(Image point annotation entries)

--- Start ---

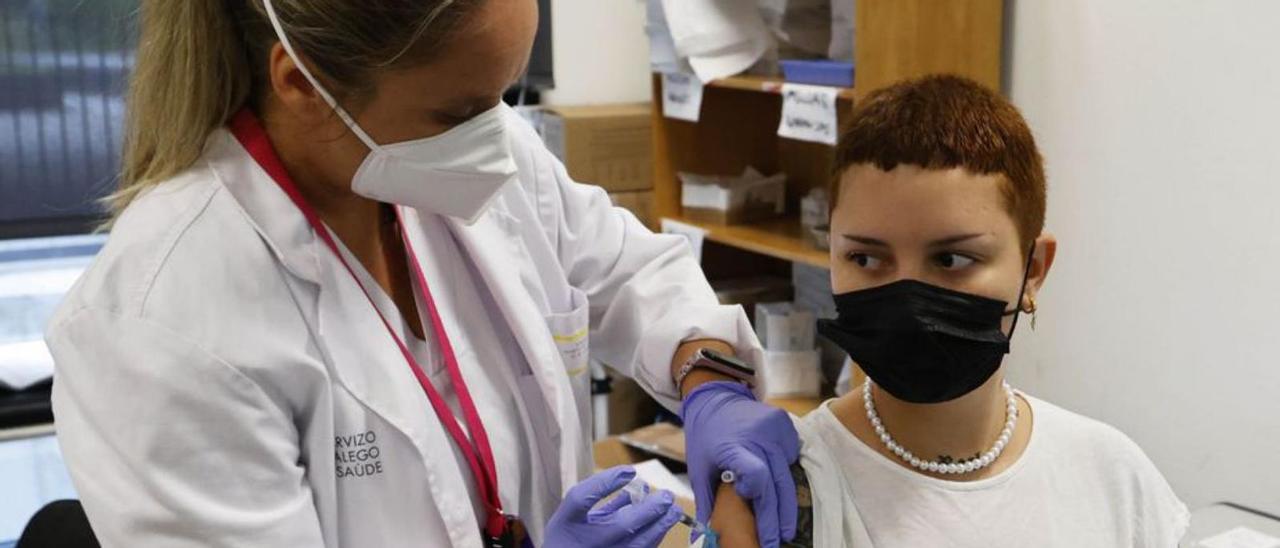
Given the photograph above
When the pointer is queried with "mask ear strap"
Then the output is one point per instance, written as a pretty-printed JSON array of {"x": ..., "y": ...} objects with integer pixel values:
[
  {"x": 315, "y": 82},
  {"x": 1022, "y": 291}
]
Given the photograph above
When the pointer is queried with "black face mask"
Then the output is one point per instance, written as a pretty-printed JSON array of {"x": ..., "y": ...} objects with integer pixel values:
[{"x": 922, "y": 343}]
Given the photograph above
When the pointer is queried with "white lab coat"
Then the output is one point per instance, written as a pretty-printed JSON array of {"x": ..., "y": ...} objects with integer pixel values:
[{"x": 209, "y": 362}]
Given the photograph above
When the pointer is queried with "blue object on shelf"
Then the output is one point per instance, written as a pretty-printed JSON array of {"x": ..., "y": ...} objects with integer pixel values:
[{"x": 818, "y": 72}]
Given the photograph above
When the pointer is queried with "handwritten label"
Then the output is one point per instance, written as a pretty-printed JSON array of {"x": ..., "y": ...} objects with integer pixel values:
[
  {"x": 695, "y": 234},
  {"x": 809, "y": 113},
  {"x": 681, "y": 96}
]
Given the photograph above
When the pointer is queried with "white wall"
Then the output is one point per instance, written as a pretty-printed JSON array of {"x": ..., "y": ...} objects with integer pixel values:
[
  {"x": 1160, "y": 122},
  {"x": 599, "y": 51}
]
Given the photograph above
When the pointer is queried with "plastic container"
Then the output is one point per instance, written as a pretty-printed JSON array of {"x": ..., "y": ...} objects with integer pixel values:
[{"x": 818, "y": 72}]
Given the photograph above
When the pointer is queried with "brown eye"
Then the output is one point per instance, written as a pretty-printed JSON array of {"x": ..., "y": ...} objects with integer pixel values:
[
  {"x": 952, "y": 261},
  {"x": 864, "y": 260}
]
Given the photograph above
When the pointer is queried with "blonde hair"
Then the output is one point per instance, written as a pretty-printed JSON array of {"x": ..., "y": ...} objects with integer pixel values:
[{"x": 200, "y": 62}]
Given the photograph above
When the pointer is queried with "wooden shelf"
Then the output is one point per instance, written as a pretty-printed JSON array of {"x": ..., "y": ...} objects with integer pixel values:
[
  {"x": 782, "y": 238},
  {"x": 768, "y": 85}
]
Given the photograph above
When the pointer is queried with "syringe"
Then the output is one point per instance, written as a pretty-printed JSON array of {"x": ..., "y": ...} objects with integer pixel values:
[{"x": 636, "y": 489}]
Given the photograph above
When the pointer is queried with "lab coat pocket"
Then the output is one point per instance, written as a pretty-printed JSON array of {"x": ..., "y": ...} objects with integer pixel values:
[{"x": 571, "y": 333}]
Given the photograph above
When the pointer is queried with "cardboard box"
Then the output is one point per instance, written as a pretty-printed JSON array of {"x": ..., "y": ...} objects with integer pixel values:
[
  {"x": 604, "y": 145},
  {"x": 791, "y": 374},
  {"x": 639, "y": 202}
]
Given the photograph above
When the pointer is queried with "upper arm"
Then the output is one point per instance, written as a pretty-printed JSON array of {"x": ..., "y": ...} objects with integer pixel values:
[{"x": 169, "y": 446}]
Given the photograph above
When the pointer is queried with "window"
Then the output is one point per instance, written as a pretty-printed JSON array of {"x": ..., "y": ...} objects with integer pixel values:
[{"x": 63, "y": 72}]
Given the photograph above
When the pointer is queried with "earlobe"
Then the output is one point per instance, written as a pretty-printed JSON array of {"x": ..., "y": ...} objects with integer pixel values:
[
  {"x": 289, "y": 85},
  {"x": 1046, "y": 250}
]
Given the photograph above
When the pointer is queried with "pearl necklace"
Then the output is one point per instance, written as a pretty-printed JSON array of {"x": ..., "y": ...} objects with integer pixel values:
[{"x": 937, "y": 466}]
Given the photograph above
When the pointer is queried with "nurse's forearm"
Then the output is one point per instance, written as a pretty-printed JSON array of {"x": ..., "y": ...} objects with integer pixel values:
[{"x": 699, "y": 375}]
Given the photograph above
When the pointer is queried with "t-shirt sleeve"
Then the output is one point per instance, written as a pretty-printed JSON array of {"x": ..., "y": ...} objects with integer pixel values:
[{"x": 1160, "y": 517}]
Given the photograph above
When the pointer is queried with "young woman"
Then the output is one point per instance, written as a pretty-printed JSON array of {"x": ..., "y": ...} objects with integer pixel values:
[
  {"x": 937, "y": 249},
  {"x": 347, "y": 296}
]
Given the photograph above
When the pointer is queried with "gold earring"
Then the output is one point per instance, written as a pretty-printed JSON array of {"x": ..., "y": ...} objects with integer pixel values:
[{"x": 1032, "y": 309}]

--- End ---

Exercise details:
Print every entry exactly as written, without the pictures.

Problem solution:
Given the photograph above
When the pointer is queried with "mask ear strap"
Then the output is one point per instance, written as a pretty-printed JSON array of {"x": ..., "y": ...} objects with integer pixel values:
[
  {"x": 315, "y": 82},
  {"x": 1022, "y": 291}
]
Given the photograph above
When the pointer is queried with "black face mask"
Then the output is one point per instance, written as a pretty-printed JSON array of {"x": ..., "y": ...} objects with integer pixel values:
[{"x": 922, "y": 343}]
Given the photograph above
When the pointer is queried with "white lab coat"
Then the output is one point per instance, written as a pretty-printed JSON array of {"x": ..., "y": ...} objects with integer pixel values:
[{"x": 209, "y": 362}]
Given the photograph above
When the pointer is queried with "blue object on shelf"
Then the output is one point per instance, written as a pretty-printed JSON array of {"x": ..., "y": ...} objects with integer pixel values:
[{"x": 818, "y": 72}]
Given the photograph above
When the pointer is queried with "handwritten label"
Then the output is one point per instance, written as a pretty-printed JSON array of {"x": ..., "y": ...} objects with integer pixel values:
[
  {"x": 695, "y": 234},
  {"x": 809, "y": 113},
  {"x": 681, "y": 96}
]
Given the photograph above
When the pointer is queried with "white wall"
Then the output is one point per instance, written as a pretty-printed JSON array of {"x": ..., "y": ...} objects with integer pixel values:
[
  {"x": 1160, "y": 122},
  {"x": 599, "y": 51}
]
Given the photograph above
When the pointer is queried with "plastic container"
Then the output is one point per instance, written as a pretty-printed JSON array of {"x": ..., "y": ...} objects with integer pixel values:
[{"x": 818, "y": 72}]
Given the photograph above
When the pointer is queried with "brown eye"
Then the output is one point per instance, written as a pretty-printed JSON array of {"x": ..., "y": ...} objects with integer pixel values:
[
  {"x": 952, "y": 261},
  {"x": 864, "y": 260}
]
Given the photograph above
When the pointer is queried with "blonde hair"
Then the output is one point per instance, written as a pretty-printed JSON array of {"x": ..., "y": ...} objects with integer pixel values:
[{"x": 200, "y": 62}]
Given the photograph above
When the pointer is queried with "wooden shelf"
Then the output is one point per instance, written as a pretty-printed JSON array of {"x": ..., "y": ...} objects with integer pixel values:
[
  {"x": 782, "y": 238},
  {"x": 768, "y": 85}
]
Given the photograph above
When the pointer is queried with "syringe"
Then the output is one point per instance, written as a pretty-printed JSON array of {"x": ..., "y": ...} objects with integer pixel values:
[{"x": 636, "y": 489}]
Given the photograph above
When the pointer is queried with "lab coat pocket"
Then the output is one point per instance, written as a pretty-printed JSON array of {"x": ..., "y": ...} objects with integer pixel values:
[{"x": 571, "y": 333}]
Given the photograph above
When the pointer is queried with "cardboard box"
Then the output is one point per instance, written as a pretty-printed JSON array of {"x": ..., "y": ...} objects with integer pixel values:
[
  {"x": 604, "y": 145},
  {"x": 791, "y": 374},
  {"x": 639, "y": 202}
]
Given the photograph above
When the pointer is queried with "upper arm"
Then the output is one point per instance, written as a pretty-printed JSON array of {"x": ..., "y": ...} objects with integer pixel values:
[{"x": 169, "y": 446}]
Given the photograph above
When the pointer is queried with "window"
Then the output is one point per instance, written as a pretty-printed JSON array of {"x": ..., "y": ...} objects with integer pixel values:
[{"x": 63, "y": 72}]
Given the photograph above
When the pointer is queried with "earlobe"
Then the output is one point per instance, written as a pretty-printed JSON array of {"x": ..., "y": ...} objects with integer pixel values:
[
  {"x": 289, "y": 85},
  {"x": 1046, "y": 250}
]
Given the photograph above
When the pointer is queried with "pearl necklace"
Then the output is one point per instance, written as a pretty-printed JSON array of {"x": ..., "y": ...} objects with integer pixel values:
[{"x": 937, "y": 466}]
Given the photograph above
When the pointer is queried with "nurse's forearm"
Then the output is one point per instance, written as a pretty-printed JSON array of {"x": ..., "y": ...} objects with integer pixel values:
[{"x": 699, "y": 375}]
Given the photograph above
When the pointer is queried with "t-shirt sleeve"
Then the output is one point per instance, written as a pretty-printed JSON array of {"x": ..., "y": ...} objects with integer pixel values:
[{"x": 1160, "y": 517}]
Given the photograph above
When the pointer is queried with "young woman"
Then the output is one point per instance, written as a pretty-printed JSON array of {"x": ..., "y": ...} objects with integer pixel values:
[
  {"x": 937, "y": 249},
  {"x": 347, "y": 296}
]
Given the photograph above
When the pointer is queried with "gold earring"
Then the output is one point per instance, written as a pretty-printed JSON array of {"x": ..., "y": ...} objects with integer pixel values:
[{"x": 1032, "y": 309}]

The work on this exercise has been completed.